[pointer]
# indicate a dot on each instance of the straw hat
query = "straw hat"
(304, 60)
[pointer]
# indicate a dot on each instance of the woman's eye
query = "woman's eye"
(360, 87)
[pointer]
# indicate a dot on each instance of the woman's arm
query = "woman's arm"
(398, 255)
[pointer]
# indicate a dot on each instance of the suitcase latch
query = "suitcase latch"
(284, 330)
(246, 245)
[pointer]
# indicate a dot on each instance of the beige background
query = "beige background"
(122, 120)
────
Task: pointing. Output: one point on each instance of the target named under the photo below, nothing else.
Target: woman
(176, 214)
────
*O QUE FAZER*
Localize nas linhas acima cada uma que contenha a palavra "background" e transcreva-as integralmente.

*RESPOSTA À TAREFA*
# indicate a dot on each instance of the beige background
query = "beige background"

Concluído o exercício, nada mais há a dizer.